[Record extracts]:
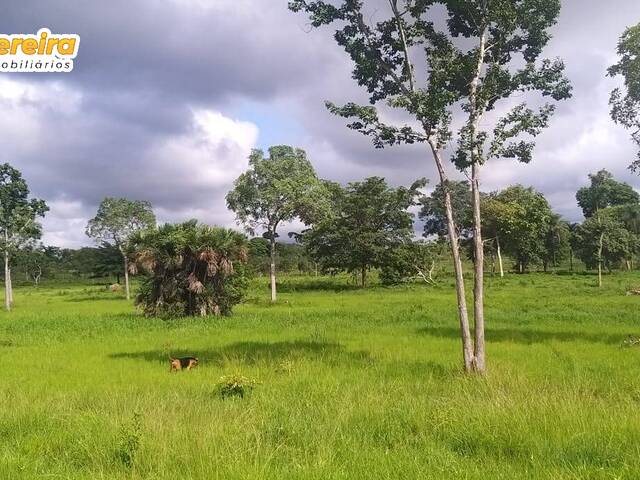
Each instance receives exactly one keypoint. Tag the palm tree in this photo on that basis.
(191, 269)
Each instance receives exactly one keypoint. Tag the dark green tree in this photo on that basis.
(116, 221)
(557, 245)
(190, 269)
(18, 220)
(275, 189)
(487, 53)
(625, 102)
(367, 222)
(603, 193)
(522, 222)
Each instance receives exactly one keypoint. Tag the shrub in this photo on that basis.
(129, 442)
(191, 269)
(235, 386)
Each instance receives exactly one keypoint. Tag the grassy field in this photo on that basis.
(353, 384)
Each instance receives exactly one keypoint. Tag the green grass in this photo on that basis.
(352, 384)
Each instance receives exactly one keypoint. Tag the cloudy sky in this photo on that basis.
(168, 97)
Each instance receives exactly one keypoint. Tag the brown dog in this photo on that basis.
(186, 363)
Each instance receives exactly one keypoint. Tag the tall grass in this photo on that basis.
(352, 384)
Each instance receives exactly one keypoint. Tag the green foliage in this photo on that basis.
(368, 221)
(235, 386)
(385, 55)
(118, 219)
(290, 257)
(625, 102)
(191, 269)
(275, 189)
(521, 217)
(557, 242)
(618, 243)
(18, 213)
(412, 260)
(605, 192)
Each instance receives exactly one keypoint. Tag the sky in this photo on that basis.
(168, 97)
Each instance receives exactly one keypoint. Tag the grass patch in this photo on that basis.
(357, 384)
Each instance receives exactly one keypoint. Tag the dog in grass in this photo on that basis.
(184, 363)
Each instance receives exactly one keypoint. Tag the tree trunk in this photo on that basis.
(571, 260)
(7, 276)
(126, 276)
(499, 257)
(463, 316)
(10, 288)
(272, 267)
(478, 283)
(475, 112)
(600, 247)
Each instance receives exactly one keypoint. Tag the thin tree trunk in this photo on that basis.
(476, 159)
(7, 295)
(272, 267)
(478, 284)
(499, 257)
(463, 316)
(126, 276)
(10, 288)
(571, 260)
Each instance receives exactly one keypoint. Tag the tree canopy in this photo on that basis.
(625, 101)
(191, 269)
(366, 222)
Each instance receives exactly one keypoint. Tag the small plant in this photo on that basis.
(129, 442)
(285, 366)
(235, 386)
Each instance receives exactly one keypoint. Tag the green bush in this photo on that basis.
(190, 269)
(235, 386)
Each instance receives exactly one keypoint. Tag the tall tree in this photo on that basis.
(557, 242)
(625, 102)
(191, 269)
(603, 192)
(276, 189)
(469, 62)
(18, 215)
(602, 241)
(116, 221)
(433, 212)
(522, 222)
(367, 222)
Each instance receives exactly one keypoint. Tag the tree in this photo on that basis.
(191, 269)
(557, 242)
(472, 64)
(413, 260)
(367, 222)
(602, 241)
(520, 217)
(603, 193)
(116, 221)
(18, 224)
(433, 212)
(274, 190)
(625, 102)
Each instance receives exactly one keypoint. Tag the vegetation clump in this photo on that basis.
(191, 269)
(235, 386)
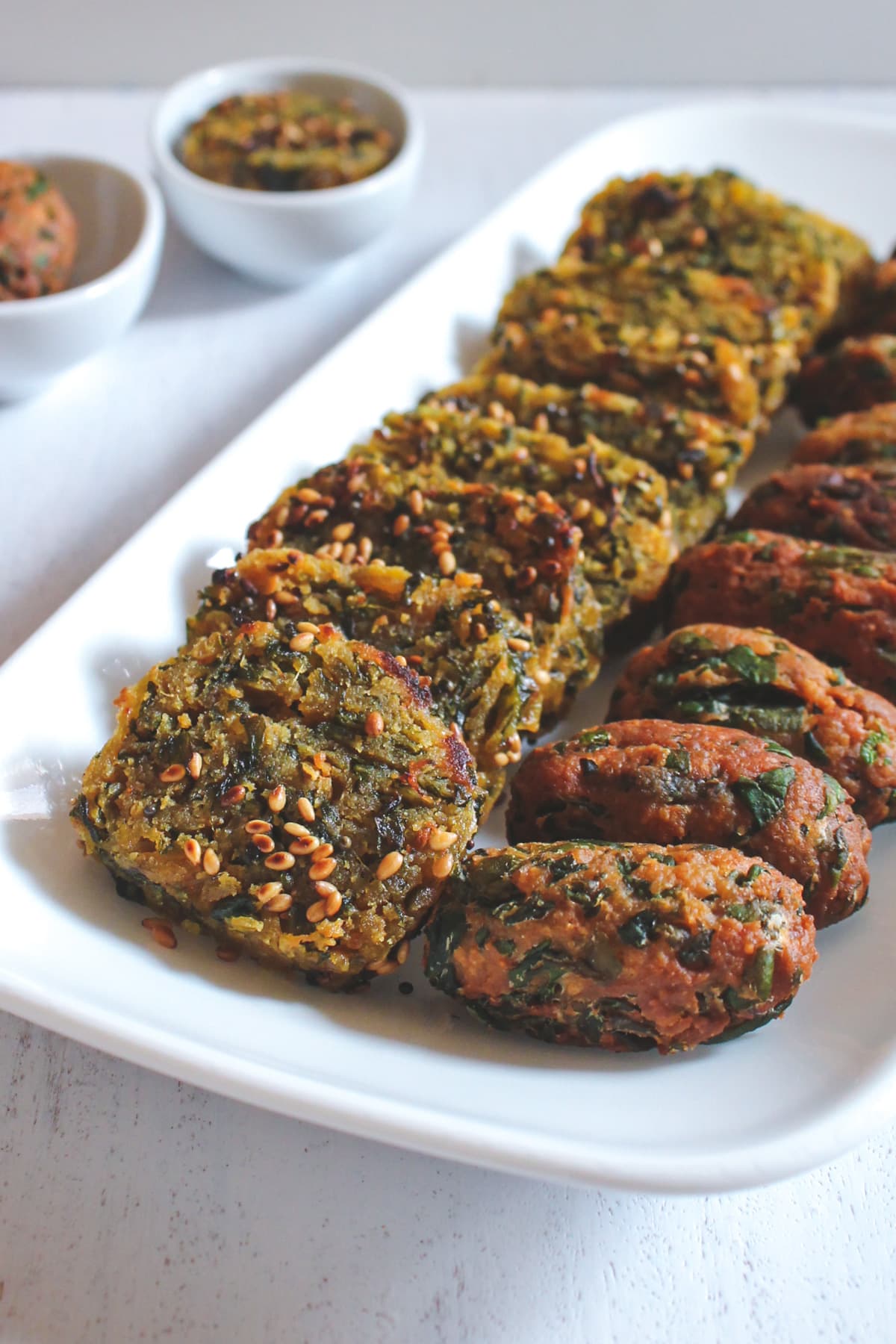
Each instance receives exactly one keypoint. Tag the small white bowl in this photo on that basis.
(121, 225)
(285, 237)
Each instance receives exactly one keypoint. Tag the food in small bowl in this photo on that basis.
(284, 230)
(287, 141)
(38, 234)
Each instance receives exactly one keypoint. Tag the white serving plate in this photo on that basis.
(415, 1070)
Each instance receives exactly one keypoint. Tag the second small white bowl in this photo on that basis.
(285, 237)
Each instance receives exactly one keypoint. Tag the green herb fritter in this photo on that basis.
(304, 806)
(724, 223)
(671, 783)
(836, 601)
(623, 947)
(709, 342)
(765, 685)
(620, 503)
(849, 505)
(699, 455)
(852, 376)
(852, 438)
(524, 551)
(472, 652)
(285, 141)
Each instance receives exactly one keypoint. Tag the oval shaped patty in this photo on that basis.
(671, 783)
(844, 505)
(836, 601)
(623, 947)
(765, 685)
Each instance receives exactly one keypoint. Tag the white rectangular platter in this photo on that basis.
(415, 1070)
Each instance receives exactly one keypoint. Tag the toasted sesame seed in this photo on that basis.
(441, 839)
(280, 862)
(258, 828)
(442, 866)
(267, 892)
(374, 724)
(161, 932)
(296, 828)
(301, 643)
(280, 903)
(390, 865)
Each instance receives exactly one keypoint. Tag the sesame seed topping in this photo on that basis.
(161, 932)
(374, 724)
(390, 865)
(258, 828)
(442, 866)
(280, 862)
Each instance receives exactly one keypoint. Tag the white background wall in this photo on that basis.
(462, 42)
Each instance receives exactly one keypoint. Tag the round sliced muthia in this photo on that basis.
(699, 455)
(762, 683)
(243, 791)
(853, 376)
(836, 601)
(623, 947)
(620, 503)
(722, 222)
(667, 783)
(849, 440)
(524, 551)
(709, 342)
(842, 505)
(472, 652)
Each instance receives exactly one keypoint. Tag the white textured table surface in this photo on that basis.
(137, 1209)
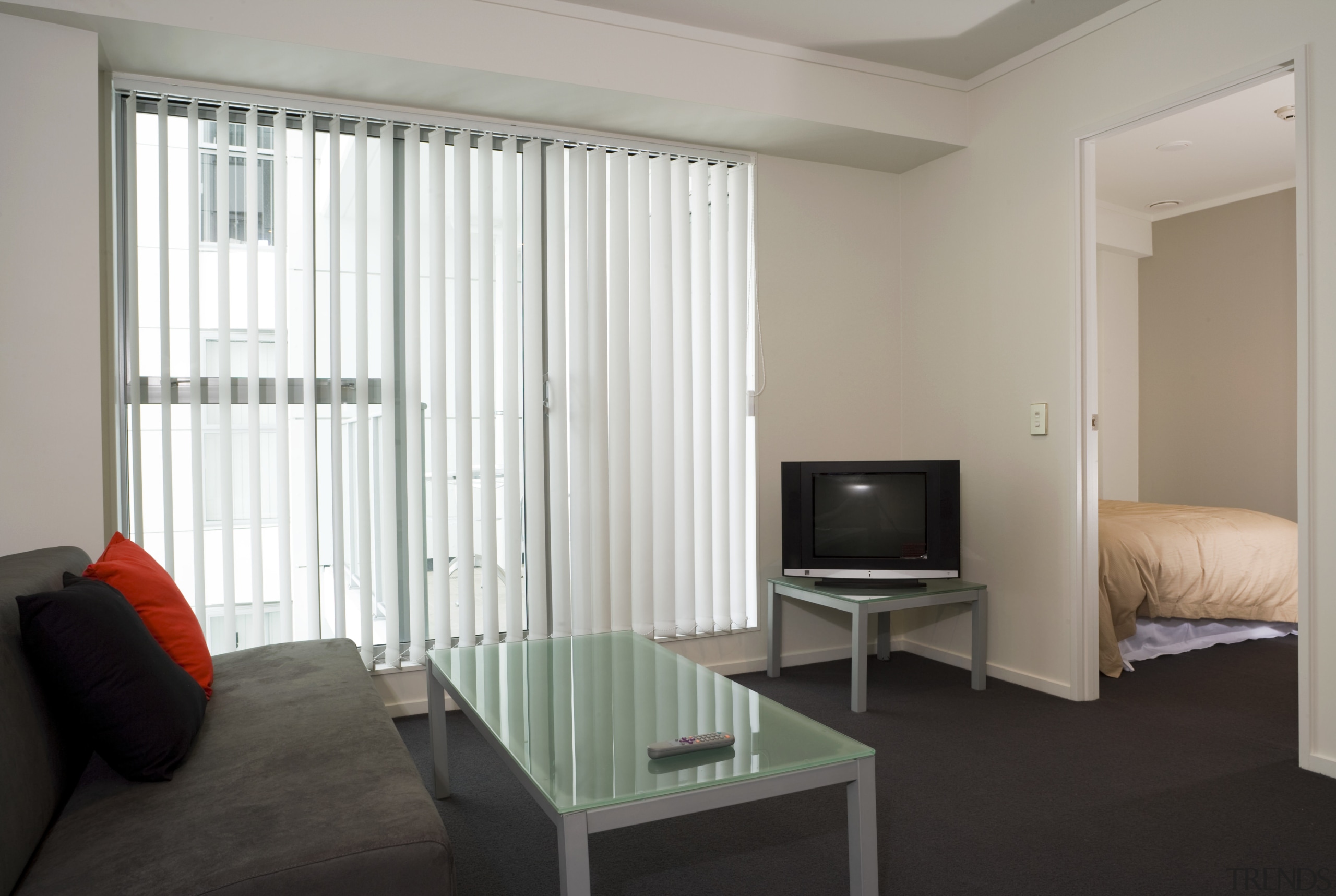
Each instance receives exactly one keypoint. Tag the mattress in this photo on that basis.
(1161, 637)
(1159, 560)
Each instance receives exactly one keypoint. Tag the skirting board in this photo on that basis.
(1003, 673)
(826, 655)
(1319, 764)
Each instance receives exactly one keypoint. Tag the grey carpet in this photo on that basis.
(1182, 779)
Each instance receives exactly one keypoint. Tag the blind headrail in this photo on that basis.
(210, 98)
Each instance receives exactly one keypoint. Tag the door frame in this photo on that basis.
(1086, 589)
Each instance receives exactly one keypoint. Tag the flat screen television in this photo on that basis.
(872, 521)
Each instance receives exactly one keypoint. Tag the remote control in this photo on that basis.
(690, 744)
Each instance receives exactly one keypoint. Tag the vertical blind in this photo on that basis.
(360, 331)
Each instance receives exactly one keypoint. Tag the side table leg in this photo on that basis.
(772, 610)
(574, 852)
(980, 643)
(862, 830)
(436, 730)
(858, 700)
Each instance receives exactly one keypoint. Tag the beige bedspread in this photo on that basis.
(1194, 564)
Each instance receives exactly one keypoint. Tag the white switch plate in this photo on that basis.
(1039, 420)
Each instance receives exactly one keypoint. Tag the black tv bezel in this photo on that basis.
(944, 521)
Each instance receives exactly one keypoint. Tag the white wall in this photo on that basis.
(571, 67)
(1119, 377)
(827, 281)
(991, 316)
(50, 350)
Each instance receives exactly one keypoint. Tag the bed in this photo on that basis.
(1186, 563)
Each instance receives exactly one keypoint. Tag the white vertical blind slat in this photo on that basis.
(197, 438)
(738, 392)
(336, 317)
(511, 355)
(719, 374)
(619, 396)
(438, 397)
(309, 417)
(464, 389)
(281, 419)
(165, 341)
(413, 390)
(361, 314)
(578, 377)
(222, 228)
(137, 450)
(559, 492)
(389, 537)
(253, 473)
(535, 402)
(662, 395)
(685, 515)
(487, 396)
(597, 319)
(640, 397)
(700, 396)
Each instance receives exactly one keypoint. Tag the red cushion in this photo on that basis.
(133, 572)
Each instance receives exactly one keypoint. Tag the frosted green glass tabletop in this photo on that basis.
(862, 594)
(576, 715)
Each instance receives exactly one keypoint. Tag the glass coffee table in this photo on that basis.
(572, 719)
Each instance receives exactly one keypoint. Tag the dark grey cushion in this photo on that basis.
(299, 783)
(38, 766)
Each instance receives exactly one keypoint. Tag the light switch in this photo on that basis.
(1039, 420)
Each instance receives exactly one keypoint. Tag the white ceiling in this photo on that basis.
(953, 38)
(1239, 147)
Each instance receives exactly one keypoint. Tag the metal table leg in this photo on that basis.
(436, 730)
(574, 852)
(980, 643)
(858, 699)
(861, 796)
(774, 607)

[Task brief]:
Set down the lines of the records above exactly, apart from the pictures.

[The result]:
Each instance receives exactly one keypoint. Tag the palm tree in this photo on that basis.
(191, 269)
Each instance receives exactly one keypoint. Tag the dark green tree in this photo on that basis.
(116, 221)
(557, 245)
(190, 269)
(18, 220)
(275, 189)
(487, 53)
(625, 102)
(367, 222)
(603, 193)
(522, 222)
Each instance receives exactly one keypoint. Tag the shrub in this photo on that basis.
(129, 442)
(191, 269)
(235, 386)
Each instance receives exactly one keypoint. Tag the grassy field in this photo on that basis.
(353, 384)
Each instance receives exactly one keypoint. Tag the green grass in this photo on that basis.
(352, 384)
Each instance receives exactly one keypoint. Tag the cloudy sky in this photo on that basis.
(168, 97)
Each instance receives exactly one keypoint. Tag the brown dog in this photo on that basis.
(186, 363)
Each instance receives exactly one keypoint. Tag the tall grass in this photo on that basis.
(352, 384)
Each instance receives exactly one keypoint. Tag the green foliage in this photo on that basis.
(368, 221)
(235, 386)
(385, 55)
(118, 219)
(290, 257)
(625, 102)
(191, 269)
(275, 189)
(521, 217)
(557, 242)
(618, 243)
(18, 213)
(412, 260)
(605, 192)
Each instance receives exactly one keypoint. Tag the sky in this photo on that basis.
(168, 97)
Each instance receives exactly one keypoint. Tag the grass patch in this photo on that basis.
(357, 384)
Each instance receives exactly one keypoint. Tag the dog in grass in this photo on that basis.
(184, 363)
Each instance receives exactly one keypoint. Tag the tree trunk in this photo on that basis.
(571, 260)
(7, 276)
(126, 276)
(499, 257)
(463, 316)
(10, 288)
(272, 267)
(478, 283)
(475, 112)
(600, 247)
Each instance receives exactly one keypoint. Tag the thin tree trunk in this photo on that basis.
(476, 159)
(7, 295)
(272, 267)
(478, 284)
(499, 257)
(463, 316)
(126, 276)
(10, 288)
(571, 260)
Each instance receives exactly one keypoint. Tag the tree canopy in this photo on that basis.
(625, 101)
(191, 269)
(366, 222)
Each instance receives exactly one keypoint. Tag the small plant in this photo on that basis.
(129, 442)
(285, 366)
(235, 386)
Each instance receives exactly one keypoint. Tag the green bush in this photo on that basis.
(190, 269)
(235, 386)
Each instance receives exactly one keypoint. Tag the tall tree in this photo on that basis.
(557, 242)
(625, 102)
(191, 269)
(603, 192)
(276, 189)
(469, 62)
(18, 215)
(602, 241)
(116, 221)
(433, 212)
(522, 222)
(367, 222)
Each instance receives exactly one keypoint. Tag the tree in this photo on that basis.
(191, 269)
(557, 242)
(472, 64)
(413, 260)
(367, 222)
(602, 241)
(520, 217)
(603, 193)
(116, 221)
(18, 224)
(433, 212)
(274, 190)
(625, 102)
Each instance receives exactly one keypoint. Tag the vegetation clump in this photo on that basis.
(191, 269)
(235, 386)
Each instance receives exactly one keypoint. Tag the small white bowl in this photo on that basis.
(121, 225)
(285, 237)
Each instance receives exactly one keypoint. Tag the food in small bowl in this photo on that basis.
(284, 230)
(287, 141)
(38, 234)
Each instance receives exactly one keypoint. Tag the white serving plate in this photo on that basis.
(415, 1070)
Each instance receives exactly one keypoint. Tag the second small white bowl in this photo on that basis.
(285, 237)
Each instance receives exactly one keypoint. Tag the green herb fritter in this photo on that basis.
(304, 806)
(724, 223)
(671, 783)
(836, 601)
(623, 947)
(709, 342)
(765, 685)
(620, 503)
(849, 505)
(699, 455)
(852, 376)
(852, 438)
(524, 551)
(472, 652)
(285, 141)
Each instance receives exactly one keypoint. Tag the oval shaped patty in this photo on that basis.
(671, 783)
(844, 505)
(836, 601)
(623, 947)
(765, 685)
Each instance receives exactly one keypoint. Tag the white rectangular platter in this photo on that basis.
(415, 1070)
Each instance receives exactly one keypoint. Tag the toasted sesame seed in this photo on that basis.
(441, 839)
(280, 862)
(258, 828)
(442, 866)
(267, 892)
(374, 724)
(161, 932)
(296, 828)
(301, 643)
(280, 903)
(390, 865)
Each instance receives exactly one keypoint. Tag the sesame seed topping in this photo on that basis.
(161, 932)
(374, 724)
(390, 865)
(258, 828)
(442, 866)
(280, 862)
Each instance receives exactly one keypoint. Tag the white background wall in this photo on that basis.
(462, 42)
Each instance receives exactly one keypoint. Tag the round sliced muthia in this photo on that basis.
(699, 455)
(762, 683)
(243, 791)
(853, 376)
(836, 601)
(623, 947)
(620, 503)
(722, 222)
(667, 783)
(849, 440)
(524, 551)
(709, 342)
(842, 505)
(472, 652)
Each instance receives exactly one keypoint. Tag the white textured table surface in this photo on that basis.
(137, 1209)
Each instance receives exactly one keypoint. Tag the mattress in this photo on that basis.
(1161, 637)
(1159, 560)
Each instance receives exactly one keypoint. Tag the skirting board in this photo on that basis.
(1003, 673)
(826, 655)
(1319, 764)
Each instance receives exactly one keypoint. Tag the grey carpet in this photo on that basis.
(1182, 779)
Each instance receives exactly one keypoint. Tag the blind headrail in this photo on that basis.
(210, 98)
Each instance receives exactly one keypoint. Tag the door frame in this photo on that basis.
(1086, 589)
Each instance receives exactly one keypoint. Tag the flat screen television in this photo on that basis.
(872, 521)
Each instance receives exactly one keypoint. Tag the remote control in this photo on that basis.
(690, 744)
Each instance receives exactly one keypoint. Tag the vertical blind in this photo on that basis.
(360, 331)
Each instance receives exactly one keypoint. Tag the side table leg in this photo on that basis.
(772, 610)
(574, 852)
(980, 643)
(862, 830)
(436, 730)
(858, 700)
Each instance receives exactly one keypoint. Tag the beige bedspread in this photo on that basis.
(1194, 564)
Each instance receives exactly one keypoint. Tag the white switch plate in this photo on that basis.
(1039, 420)
Each instance receives exactly one keypoint. Tag the black tv bezel in this photo on that basis.
(944, 521)
Each instance receives exactly one keypoint. Tag the white wall in this photo on that basis.
(571, 67)
(1119, 377)
(827, 281)
(991, 316)
(50, 350)
Each instance receives exactly one keypoint. Tag the bed in this photo on that basis.
(1186, 563)
Each instance receives exactly one keypoint. Tag the white vertical blind slat in this photo on that basis.
(197, 438)
(738, 392)
(336, 317)
(511, 355)
(719, 374)
(619, 396)
(438, 397)
(309, 417)
(464, 389)
(281, 419)
(165, 341)
(413, 390)
(361, 314)
(578, 377)
(222, 228)
(137, 450)
(559, 492)
(389, 537)
(253, 473)
(535, 402)
(662, 395)
(685, 515)
(487, 396)
(597, 319)
(640, 397)
(700, 396)
Each instance receives exactly one keypoint. Tag the red cushion in this photo on that basis.
(133, 572)
Each instance receives exactly one keypoint. Tag the frosted green glass tabletop in this photo on that basis.
(862, 594)
(576, 715)
Each instance receives exactly one keypoint. Tag the glass coffee table in this photo on that basis.
(572, 719)
Each instance receives exactly one keypoint. Tag the dark grey cushion in this photo on that basis.
(299, 783)
(38, 766)
Each instance receives exactly one keypoint. Tag the light switch in this photo on that basis.
(1039, 420)
Each instance receives exactly one keypoint. Tag the white ceiling in this photo on that basis.
(953, 38)
(1239, 147)
Each instance receives exactly one keypoint. Tag the metal table leg in this photo on that basis.
(436, 730)
(574, 852)
(980, 643)
(858, 699)
(861, 796)
(774, 607)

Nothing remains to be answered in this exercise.